The request
Return the part of the broker-dealer recordkeeping text from "2. Sound practices" to "a regular basis.", word for word.

D.  Books and Records

Broker-dealers are required to make and keep certain records (Rules 17a-3 and 17a-4 of the Exchange Act).  These rules were recently amended to require, among other things, that broker-dealers obtain updated information about their customers’ investment objectives on a periodic basis, and that they maintain or make available certain information at branch offices (see Books and Records Requirements for Brokers and Dealers Under the Securities Exchange Act of 1934, Exchange Act Release No. 34-44992 (October 26, 2001) and Final Rule Correction Exchange Act Release No. 34-44992A (March 26, 2003)).  The Commission also recently issued an Interpretive Release regarding these rules that describes, among other things, the application of the daily blotter requirement to variable product transactions (Exchange Act Release No. 34-47910 (May 22, 2003), 68 FR 32307 (May 29, 2003) at http://www.sec.gov/rules/interp/34-47910.htm).  A broker-dealer may also be required to create or maintain additional records pursuant to the rules of the SROs (e.g., NASD Rules 3110 and 2310).  Among other things, a broker-dealer effecting transactions in variable products must create and maintain a purchase and sales blotter, order tickets, and customer account information.

  1. Weak practices noted
    • Customer information:
      • Customer information was not obtained or maintained as required, with the result that the suitability of recommendations could not be determined, and adequate supervision could not be performed.
    • Suitability:
      • Documentation supporting recommendations of variable products to customers was not maintained; and
      • Exchange or replacement analysis documents did not include an explanation of the benefits of replacing one contract or policy with another, did not request the customer's reason for the replacement, or did not require the customer's signature.
    • Disclosure:
      • Little or no documentation was maintained of disclosure to customers of variable products' fees, risks and expenses.
    • Written supervisory procedures:
      • Firms failed to prepare or maintain documents or forms that were called for in their internal procedures.
    • Complete daily blotter:
      • Purchases and sales of variable insurance products were not captured in the daily blotter.
    • Complete orders:
      • Order information was not captured on order tickets, or order tickets were not created and maintained.
    • Customer complaints:
      • Customer complaints were not reported to the NASD as required;
      • Customer complaints were not always analyzed, researched, and acted upon in a timely manner.
  2. Sound practices
    • Customer information:
      • A new account form was obtained and maintained on file for each customer, along with application or order forms for each transaction; and
      • Updated client information was obtained on a regular basis.
    • Suitability:
      • Firms were able to evidence their suitability determinations and reviews because they maintained customer information used to support each recommendation, including purchases of variable annuities in an IRA, 401(k), or other tax-qualified account; and
      • Forms used to document the customer's reason for switching required that the reasons be written out and signed by the customer, rather than simply providing a checklist for the customer to choose from.

Supplied data

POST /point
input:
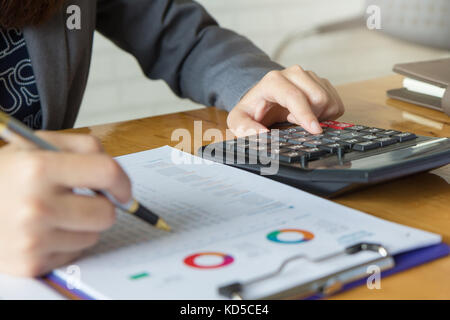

Solution to this exercise
2. Sound practices
    • Customer information:
      • A new account form was obtained and maintained on file for each customer, along with application or order forms for each transaction; and
      • Updated client information was obtained on a regular basis.